Your task: Lines in which "every" appears should be pulled from the data below.

Listed entries START

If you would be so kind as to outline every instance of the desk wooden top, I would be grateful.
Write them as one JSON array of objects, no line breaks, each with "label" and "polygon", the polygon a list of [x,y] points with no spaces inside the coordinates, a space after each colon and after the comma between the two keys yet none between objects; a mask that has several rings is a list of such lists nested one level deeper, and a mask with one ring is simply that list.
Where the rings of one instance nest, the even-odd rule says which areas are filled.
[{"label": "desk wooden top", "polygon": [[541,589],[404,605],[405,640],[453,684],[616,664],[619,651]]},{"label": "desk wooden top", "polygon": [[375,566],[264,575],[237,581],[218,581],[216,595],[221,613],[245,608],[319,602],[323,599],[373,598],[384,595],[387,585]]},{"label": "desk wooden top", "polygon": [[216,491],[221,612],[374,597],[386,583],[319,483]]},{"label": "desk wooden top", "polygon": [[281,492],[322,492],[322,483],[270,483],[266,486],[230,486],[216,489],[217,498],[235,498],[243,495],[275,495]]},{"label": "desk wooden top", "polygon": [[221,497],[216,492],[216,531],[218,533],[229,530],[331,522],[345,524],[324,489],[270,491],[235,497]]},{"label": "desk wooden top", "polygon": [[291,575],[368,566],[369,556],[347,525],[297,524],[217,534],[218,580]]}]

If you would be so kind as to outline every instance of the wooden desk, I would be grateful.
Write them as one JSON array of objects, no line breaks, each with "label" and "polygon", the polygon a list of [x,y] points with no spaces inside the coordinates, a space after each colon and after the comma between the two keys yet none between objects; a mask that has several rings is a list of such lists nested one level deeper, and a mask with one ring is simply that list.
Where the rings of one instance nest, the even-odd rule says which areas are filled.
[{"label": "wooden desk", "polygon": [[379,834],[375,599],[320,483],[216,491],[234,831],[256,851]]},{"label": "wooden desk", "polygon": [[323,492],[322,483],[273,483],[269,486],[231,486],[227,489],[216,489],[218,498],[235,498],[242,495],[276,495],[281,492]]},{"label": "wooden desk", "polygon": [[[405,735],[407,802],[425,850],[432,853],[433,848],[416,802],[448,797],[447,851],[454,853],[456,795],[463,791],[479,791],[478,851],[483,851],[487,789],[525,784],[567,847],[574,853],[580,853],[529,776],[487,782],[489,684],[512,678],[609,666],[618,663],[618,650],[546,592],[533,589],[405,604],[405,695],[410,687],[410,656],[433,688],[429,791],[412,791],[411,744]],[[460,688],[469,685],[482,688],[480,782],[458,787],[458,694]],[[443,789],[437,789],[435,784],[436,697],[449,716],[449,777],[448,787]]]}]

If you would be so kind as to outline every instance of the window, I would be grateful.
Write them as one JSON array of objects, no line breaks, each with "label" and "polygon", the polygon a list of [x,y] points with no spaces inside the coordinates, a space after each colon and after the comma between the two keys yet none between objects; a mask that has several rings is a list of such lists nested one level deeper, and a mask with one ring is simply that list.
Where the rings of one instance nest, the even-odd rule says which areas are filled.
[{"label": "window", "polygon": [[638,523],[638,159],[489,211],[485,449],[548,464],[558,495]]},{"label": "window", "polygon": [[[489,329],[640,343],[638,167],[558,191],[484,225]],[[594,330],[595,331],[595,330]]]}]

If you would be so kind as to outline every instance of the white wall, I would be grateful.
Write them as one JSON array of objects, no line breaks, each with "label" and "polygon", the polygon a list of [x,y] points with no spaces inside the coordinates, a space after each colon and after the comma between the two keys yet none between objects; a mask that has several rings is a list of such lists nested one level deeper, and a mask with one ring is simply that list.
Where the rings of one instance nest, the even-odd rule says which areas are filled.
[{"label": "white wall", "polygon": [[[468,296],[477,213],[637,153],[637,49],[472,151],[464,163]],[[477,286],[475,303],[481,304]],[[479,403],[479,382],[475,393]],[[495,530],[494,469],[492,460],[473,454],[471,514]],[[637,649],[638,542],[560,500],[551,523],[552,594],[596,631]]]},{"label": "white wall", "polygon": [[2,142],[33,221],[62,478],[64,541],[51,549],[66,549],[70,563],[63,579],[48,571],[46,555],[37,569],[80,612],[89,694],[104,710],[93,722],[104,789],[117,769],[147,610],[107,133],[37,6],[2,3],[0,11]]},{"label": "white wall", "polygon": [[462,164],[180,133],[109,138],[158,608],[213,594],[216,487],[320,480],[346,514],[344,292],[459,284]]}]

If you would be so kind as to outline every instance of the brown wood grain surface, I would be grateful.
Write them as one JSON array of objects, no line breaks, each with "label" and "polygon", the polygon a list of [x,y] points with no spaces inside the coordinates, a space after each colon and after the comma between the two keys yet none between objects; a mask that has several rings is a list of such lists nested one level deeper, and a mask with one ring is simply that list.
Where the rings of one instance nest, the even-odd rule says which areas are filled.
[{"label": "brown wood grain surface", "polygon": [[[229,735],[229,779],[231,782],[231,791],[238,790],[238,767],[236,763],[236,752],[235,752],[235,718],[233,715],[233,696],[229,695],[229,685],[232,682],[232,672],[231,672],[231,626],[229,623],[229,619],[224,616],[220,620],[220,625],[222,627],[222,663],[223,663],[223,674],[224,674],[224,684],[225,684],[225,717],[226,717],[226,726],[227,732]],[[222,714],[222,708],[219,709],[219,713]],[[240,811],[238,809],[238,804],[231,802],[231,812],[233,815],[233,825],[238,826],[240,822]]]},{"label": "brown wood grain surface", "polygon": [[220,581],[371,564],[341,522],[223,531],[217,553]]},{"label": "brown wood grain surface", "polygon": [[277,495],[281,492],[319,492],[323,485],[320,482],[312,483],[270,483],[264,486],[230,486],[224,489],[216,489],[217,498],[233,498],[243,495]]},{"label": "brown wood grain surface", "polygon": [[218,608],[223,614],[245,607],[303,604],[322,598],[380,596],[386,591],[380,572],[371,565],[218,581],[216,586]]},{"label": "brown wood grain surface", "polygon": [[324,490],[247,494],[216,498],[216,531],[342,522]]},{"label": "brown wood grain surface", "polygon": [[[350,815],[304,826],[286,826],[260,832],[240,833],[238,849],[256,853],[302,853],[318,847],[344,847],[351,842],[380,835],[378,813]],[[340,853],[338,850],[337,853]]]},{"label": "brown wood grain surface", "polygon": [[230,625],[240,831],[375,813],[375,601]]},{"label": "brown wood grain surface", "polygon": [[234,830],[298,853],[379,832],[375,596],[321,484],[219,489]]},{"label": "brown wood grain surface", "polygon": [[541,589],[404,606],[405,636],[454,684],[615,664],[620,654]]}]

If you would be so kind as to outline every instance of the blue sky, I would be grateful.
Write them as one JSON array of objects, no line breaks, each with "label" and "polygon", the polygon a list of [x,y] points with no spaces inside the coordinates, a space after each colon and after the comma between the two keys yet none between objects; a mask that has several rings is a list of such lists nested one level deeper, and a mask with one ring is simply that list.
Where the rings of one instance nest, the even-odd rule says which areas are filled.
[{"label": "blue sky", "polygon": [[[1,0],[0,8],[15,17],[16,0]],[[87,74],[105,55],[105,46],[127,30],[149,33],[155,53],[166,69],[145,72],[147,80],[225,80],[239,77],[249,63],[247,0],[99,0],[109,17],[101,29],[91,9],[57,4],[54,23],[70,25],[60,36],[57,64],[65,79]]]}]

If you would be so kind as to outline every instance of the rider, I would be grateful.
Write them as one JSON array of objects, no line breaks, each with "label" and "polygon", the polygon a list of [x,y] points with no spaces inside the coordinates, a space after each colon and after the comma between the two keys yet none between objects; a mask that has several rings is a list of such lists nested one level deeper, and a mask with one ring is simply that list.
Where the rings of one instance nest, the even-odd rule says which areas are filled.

Listed entries END

Completed task:
If you would be so kind as to outline every instance of the desk wooden top, I would be grateful.
If you would be so kind as to outline every instance of the wooden desk, I would be grateful.
If you would be so kind as to outline every instance of the window, I would be grateful.
If you would be so kind as to outline every instance of the white wall, I would be grateful.
If you would be so kind as to outline every instance of the brown wood grain surface, I would be grateful.
If you would be so kind as to outline every instance of the blue sky, I would be grateful.
If you would be so kind as to outline every instance of the rider, I would be grateful.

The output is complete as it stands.